**Consignes:**
[1] Dans le passage extrait, relevez tout ce qu'Ulysse verse, jette ou égorge au cours du rite d'évocation des morts.
[2] Reproduisez le passage extrait à partir de « Je n’apprendrai rien » et jusqu'à « fleuve des poètes. » inclus.
═══ Passage extrait
Nous quittâmes (c’est Tellier qui parle) la Gaule sur un vaisseau qui partait de Massalia, un soir d’automne, à la tombée de la nuit.

Et cette nuit-là et la suivante je restai seul éveillé sur le pont, tantôt écoutant gémir le vent sur la mer et songeant à des regrets, et tantôt aussi contemplant les flots nocturnes et me perdant en d’autres rêves.

Car c’est la mer sacrée, la mer mystérieuse où, il y a trente siècles, le subtil et malheureux Ulysse agita ses longues erreurs ; le subtil Ulysse qui, délivré des périls marins devait encore, d’après Tirésias, parcourir des terres nombreuses, portant une rame sur l’épaule, jusqu’à ce qu’il rencontrât des hommes si ignorants de la navigation qu’ils prissent ce fardeau pour une aile de moulin à vent.

Je n’apprendrai rien à personne en disant que Jules Tellier rappelle ici la prédiction que le devin Tirésias fit à Ulysse, chez les Cimmériens, toujours enveloppés de brumes et de nuées. On la trouve dans le xie chant de l’Odyssée, et ce morceau, si l’on en peut juger par la pauvreté du sens moral et par la gaucherie enfantine du récit, semble un des plus anciens et partant un des plus vénérables de ce beau recueil de contes populaires qui nous est parvenu sous le nom du fleuve des poètes.

Ce xie chant que dans l’antiquité on nommait la Nékuia, c’est-à-dire le sacrifice aux morts, nous fait assister à une scène de magie sauvage empruntée sans doute aux traditions d’une humanité toute primitive. Ulysse, échappé aux charmes de Circé et parvenu au bord de l’Océan sur un rivage couvert de ténèbres éternelles, évoque les ombres des morts selon des rites d’une simplicité barbare. Il creuse dans la terre, avec son épée, un trou sur lequel il fait des libations de lait, de vin et d’eau. Il y jette une poignée de farine blanche. Puis il égorge au bord de la fosse qu’il a creusée un bélier et une brebis noire.
══════
═══ Données extraites
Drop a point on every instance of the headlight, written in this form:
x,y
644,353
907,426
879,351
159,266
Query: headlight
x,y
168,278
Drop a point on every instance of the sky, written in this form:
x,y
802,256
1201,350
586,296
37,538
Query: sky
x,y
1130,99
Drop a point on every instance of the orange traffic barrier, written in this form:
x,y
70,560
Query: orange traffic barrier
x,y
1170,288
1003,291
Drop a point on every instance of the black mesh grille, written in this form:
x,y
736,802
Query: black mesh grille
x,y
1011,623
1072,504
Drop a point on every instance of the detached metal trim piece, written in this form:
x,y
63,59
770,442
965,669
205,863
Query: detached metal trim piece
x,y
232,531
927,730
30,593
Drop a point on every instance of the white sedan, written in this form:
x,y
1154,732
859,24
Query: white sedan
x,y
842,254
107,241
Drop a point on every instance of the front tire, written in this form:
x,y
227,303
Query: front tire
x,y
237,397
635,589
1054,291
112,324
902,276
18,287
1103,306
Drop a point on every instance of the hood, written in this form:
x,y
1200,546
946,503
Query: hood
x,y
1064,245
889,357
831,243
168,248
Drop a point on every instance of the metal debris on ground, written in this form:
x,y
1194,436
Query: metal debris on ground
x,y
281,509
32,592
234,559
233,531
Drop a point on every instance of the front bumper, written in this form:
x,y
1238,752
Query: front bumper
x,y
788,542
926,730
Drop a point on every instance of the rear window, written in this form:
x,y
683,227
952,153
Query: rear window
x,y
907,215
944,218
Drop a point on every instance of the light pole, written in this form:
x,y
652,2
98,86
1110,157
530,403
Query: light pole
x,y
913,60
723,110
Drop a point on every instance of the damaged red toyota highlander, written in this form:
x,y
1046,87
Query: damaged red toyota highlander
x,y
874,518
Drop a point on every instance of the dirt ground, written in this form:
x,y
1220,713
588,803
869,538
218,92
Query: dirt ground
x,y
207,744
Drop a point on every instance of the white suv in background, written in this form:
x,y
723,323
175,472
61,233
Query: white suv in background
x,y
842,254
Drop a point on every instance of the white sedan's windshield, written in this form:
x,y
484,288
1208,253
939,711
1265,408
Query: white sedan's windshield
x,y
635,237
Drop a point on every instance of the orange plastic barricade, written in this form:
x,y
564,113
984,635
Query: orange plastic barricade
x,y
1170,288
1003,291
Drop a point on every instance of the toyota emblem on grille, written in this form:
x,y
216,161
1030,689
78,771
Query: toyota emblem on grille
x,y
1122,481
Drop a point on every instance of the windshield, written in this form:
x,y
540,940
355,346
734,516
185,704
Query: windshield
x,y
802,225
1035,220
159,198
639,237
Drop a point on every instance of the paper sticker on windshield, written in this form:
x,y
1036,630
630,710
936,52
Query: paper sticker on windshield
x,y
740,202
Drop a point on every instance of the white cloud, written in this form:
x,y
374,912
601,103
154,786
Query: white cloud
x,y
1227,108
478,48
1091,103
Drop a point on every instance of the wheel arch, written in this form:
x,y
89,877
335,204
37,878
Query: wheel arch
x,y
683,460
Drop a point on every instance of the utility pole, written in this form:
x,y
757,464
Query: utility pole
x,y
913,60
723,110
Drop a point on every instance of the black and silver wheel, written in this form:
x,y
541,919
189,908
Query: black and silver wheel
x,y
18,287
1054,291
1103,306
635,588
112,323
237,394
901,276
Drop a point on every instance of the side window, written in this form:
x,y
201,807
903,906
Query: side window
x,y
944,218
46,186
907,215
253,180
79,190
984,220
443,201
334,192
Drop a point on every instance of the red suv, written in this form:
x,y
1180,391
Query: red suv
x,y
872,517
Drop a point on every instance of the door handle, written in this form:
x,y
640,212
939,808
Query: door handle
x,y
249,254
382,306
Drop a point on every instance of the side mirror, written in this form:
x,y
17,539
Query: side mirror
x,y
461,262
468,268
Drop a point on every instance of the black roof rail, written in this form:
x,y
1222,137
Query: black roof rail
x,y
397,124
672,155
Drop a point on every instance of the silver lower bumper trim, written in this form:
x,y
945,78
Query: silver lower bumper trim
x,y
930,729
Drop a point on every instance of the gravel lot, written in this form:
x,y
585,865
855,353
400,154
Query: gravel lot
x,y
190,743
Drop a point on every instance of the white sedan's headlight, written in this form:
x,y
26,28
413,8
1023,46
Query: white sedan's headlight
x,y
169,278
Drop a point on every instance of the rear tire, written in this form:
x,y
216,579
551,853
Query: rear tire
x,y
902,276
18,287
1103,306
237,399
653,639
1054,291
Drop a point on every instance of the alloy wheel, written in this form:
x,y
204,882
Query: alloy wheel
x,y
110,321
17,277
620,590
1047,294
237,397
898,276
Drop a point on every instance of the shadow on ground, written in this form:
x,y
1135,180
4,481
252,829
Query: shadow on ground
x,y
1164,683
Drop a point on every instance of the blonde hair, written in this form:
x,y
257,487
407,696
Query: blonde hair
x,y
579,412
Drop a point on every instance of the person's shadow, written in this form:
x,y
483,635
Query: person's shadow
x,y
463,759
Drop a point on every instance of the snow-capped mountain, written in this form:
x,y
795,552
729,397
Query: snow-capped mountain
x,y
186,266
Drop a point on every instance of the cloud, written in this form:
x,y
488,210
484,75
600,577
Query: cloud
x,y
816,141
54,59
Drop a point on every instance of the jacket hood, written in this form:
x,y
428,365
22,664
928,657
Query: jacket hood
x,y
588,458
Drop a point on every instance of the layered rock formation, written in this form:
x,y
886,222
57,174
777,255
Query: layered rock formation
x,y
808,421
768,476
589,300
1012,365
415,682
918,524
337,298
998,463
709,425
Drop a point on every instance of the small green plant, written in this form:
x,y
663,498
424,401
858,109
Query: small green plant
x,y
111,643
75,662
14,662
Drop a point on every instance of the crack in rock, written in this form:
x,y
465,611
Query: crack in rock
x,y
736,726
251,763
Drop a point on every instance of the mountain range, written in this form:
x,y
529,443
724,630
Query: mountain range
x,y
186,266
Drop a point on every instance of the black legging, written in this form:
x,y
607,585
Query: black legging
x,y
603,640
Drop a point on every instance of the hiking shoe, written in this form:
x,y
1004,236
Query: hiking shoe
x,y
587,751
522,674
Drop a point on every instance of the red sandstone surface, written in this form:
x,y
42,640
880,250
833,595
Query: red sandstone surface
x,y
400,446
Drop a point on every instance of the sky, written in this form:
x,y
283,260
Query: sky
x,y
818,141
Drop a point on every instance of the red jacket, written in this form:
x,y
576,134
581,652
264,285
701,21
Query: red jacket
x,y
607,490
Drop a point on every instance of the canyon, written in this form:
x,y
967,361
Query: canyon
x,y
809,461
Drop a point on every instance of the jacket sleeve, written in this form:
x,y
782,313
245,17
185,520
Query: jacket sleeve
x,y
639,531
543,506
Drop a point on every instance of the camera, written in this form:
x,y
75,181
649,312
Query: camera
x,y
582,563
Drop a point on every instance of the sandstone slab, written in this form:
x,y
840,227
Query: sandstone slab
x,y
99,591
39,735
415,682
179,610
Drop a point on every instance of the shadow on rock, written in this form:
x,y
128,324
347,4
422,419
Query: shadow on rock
══════
**Réponses:**
[1]
- du lait
- du vin
- de l'eau
- une poignée de farine blanche
- un bélier
- une brebis noire

[2]
Je n’apprendrai rien à personne en disant que Jules Tellier rappelle ici la prédiction que le devin Tirésias fit à Ulysse, chez les Cimmériens, toujours enveloppés de brumes et de nuées. On la trouve dans le xie chant de l’Odyssée, et ce morceau, si l’on en peut juger par la pauvreté du sens moral et par la gaucherie enfantine du récit, semble un des plus anciens et partant un des plus vénérables de ce beau recueil de contes populaires qui nous est parvenu sous le nom du fleuve des poètes.